- Title: Aga Sahib

Personal life
- Born: 26 November 1947 Budgam, Jammu and Kashmir, India
- Died: 29 January 2018 (aged 70) Budgam, Jammu and Kashmir, India
- Children: Aga Syed Mohammad Hadi
- Other name: Aga Fazlullah

Religious life
- Religion: Islam, Shia

Senior posting
- Based in: Budgam
- Post: Cleric
- Period in office: 1982–2018
- Predecessor: Aga Syed Yusuf Al-Moosavi Al-Safavi
- Successor: Aga Syed Mohammad Hadi Almoosavi

Military service
- Website: www.imamhussainresearch.com/agasyed-mohammad-fazlullah.php

= Aga Syed Mohammad Fazlullah =

Scholar and Aa'lim from Jammu & Kashmir, India

Aga Syed Mohammad Fazlullah Al-Moosavi Al-Safavi (26 November 1947 – 29 January 2018) was a Kashmiri Shia scholar and cleric. He was the son of Aga Syed Yusuf Al-Moosavi Al-Safavi, president of Anjuman Sharie Shiyan (B), a member of the World Ahlbayt Assembly and chairman of the Yusuf Memorial Trust. He was the maternal uncle of senior Hurrayat leader and president of Anjuman-e-Sharie Shiyan (A) Aga Syed Hassan Moosavi Budgami, and the elder brother of the member of the Legislative Council (MLC) and former education minister Aga Syed Mehmood Moosavi.

Extracted entries »
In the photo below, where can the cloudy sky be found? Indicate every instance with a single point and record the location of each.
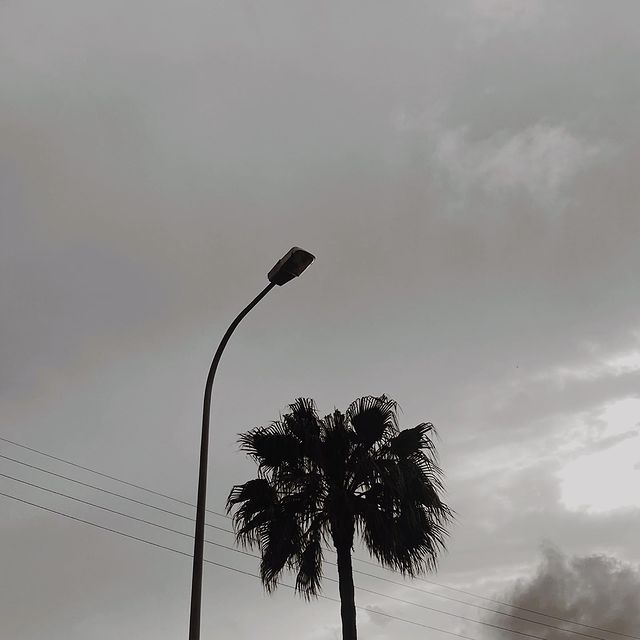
(466, 173)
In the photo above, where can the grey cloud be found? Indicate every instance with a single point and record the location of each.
(596, 590)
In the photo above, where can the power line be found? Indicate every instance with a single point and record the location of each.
(432, 582)
(253, 555)
(106, 475)
(111, 493)
(224, 566)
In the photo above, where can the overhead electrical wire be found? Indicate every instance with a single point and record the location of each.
(424, 591)
(253, 555)
(230, 568)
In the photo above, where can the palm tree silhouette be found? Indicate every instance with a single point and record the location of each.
(328, 479)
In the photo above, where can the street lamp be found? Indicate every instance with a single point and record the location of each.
(288, 267)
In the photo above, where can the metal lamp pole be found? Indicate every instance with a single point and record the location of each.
(287, 268)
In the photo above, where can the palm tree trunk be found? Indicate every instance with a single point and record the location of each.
(347, 597)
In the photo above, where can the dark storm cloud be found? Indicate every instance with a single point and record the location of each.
(596, 590)
(467, 176)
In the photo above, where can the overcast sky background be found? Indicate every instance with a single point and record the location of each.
(467, 175)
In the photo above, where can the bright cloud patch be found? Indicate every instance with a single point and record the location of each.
(539, 160)
(607, 479)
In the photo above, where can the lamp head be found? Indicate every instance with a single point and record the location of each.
(290, 266)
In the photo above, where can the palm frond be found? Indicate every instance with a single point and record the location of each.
(309, 562)
(279, 543)
(372, 418)
(258, 502)
(409, 442)
(272, 446)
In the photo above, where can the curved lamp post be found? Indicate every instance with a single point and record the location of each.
(287, 268)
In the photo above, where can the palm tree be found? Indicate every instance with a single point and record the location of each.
(328, 479)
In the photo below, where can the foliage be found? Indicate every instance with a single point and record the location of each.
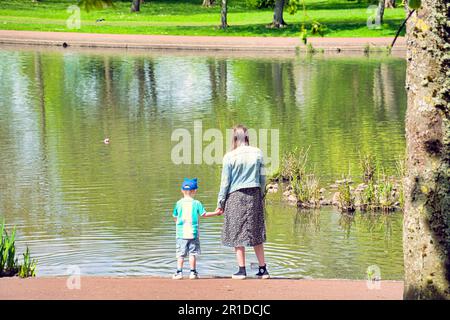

To do » Translate this sentence from the biography of Aga Syed Mohammad Fazlullah into Spanish: "Aga Syed Mohammad Fazlullah Al-Moosavi Al-Safavi (26 November 1947 – 29 January 2018) was a Kashmiri Shia scholar and cleric."

Answer for the task » Aga Syed Mohammad Fazlullah Al-Moosavi Al-Safavi (26 de noviembre de 1947 – 29 de enero de 2018) fue un erudito y clérigo chií cachemir.